**Entries provided:**
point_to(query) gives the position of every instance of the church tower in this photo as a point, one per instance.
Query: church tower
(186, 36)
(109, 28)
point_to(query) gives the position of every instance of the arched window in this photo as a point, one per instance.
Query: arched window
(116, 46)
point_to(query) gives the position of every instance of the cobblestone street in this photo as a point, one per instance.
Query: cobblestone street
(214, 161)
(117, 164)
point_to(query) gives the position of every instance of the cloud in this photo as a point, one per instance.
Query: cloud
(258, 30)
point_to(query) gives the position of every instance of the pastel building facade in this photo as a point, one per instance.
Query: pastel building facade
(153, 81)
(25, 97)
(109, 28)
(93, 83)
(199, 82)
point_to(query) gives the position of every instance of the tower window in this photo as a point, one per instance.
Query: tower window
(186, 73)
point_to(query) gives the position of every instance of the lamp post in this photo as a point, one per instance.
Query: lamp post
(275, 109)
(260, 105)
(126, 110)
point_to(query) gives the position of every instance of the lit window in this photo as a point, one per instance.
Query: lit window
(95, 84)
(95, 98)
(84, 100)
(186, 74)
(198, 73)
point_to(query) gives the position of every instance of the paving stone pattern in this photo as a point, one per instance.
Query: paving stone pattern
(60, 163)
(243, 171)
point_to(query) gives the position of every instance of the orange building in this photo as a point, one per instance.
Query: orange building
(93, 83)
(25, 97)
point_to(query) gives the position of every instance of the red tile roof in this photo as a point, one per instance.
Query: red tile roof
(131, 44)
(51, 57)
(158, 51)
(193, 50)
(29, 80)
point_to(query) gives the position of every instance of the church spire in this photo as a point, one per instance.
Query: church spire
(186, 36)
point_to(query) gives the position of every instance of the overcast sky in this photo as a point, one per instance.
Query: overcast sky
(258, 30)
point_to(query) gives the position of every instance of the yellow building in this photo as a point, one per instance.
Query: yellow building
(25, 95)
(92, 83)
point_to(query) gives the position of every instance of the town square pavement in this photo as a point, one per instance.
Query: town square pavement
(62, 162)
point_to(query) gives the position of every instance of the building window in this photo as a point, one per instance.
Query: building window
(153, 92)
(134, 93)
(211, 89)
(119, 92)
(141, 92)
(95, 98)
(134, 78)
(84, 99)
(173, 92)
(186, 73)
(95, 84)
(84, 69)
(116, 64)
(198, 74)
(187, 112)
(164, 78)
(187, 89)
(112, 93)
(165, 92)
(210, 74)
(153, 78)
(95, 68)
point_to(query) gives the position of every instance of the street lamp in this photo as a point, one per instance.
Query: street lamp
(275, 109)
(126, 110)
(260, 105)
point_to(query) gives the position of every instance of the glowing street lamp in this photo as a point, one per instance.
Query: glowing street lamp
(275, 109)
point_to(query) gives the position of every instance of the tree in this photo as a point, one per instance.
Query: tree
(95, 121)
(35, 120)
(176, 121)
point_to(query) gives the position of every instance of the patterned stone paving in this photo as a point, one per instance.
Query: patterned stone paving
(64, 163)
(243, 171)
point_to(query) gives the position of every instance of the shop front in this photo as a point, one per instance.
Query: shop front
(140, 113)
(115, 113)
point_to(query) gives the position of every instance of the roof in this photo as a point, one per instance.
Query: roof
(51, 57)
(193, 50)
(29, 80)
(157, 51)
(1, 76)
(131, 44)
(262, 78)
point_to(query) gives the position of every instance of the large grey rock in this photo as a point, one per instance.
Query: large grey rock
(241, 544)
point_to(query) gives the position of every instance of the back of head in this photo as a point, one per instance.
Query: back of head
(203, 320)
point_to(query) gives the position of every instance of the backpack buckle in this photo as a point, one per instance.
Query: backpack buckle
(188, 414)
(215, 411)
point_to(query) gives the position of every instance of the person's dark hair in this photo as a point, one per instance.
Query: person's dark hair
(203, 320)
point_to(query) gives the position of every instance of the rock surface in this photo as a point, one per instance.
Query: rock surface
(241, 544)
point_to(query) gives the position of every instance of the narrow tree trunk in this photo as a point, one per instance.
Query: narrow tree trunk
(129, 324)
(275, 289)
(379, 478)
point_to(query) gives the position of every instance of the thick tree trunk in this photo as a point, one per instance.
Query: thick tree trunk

**What is expected:** Take the lines above from the one containing "Query: town square pavement" down to the one containing "point_to(query) gives the position of every instance of the tree", and transcribe them exactly, both ends included.

**Written response:**
Query: town square pavement
(62, 162)
point_to(query) gives the position of every instance of the building window in this photo as a point, one per instance.
Query: building window
(153, 92)
(134, 93)
(211, 89)
(119, 92)
(141, 92)
(95, 98)
(134, 78)
(84, 99)
(173, 92)
(186, 73)
(95, 84)
(84, 69)
(116, 64)
(198, 74)
(187, 112)
(164, 78)
(187, 89)
(112, 93)
(165, 92)
(210, 74)
(153, 78)
(95, 68)
point_to(query) gives the position of every instance of the street lamp in this photo as a point, one per instance.
Query: street lamp
(275, 109)
(126, 110)
(260, 105)
point_to(query) gives the position of every instance of the glowing street lamp in this photo as a point, one per instance.
Query: glowing street lamp
(275, 109)
point_to(query) gives the position of every instance of the tree in this photo as a point, one per instance.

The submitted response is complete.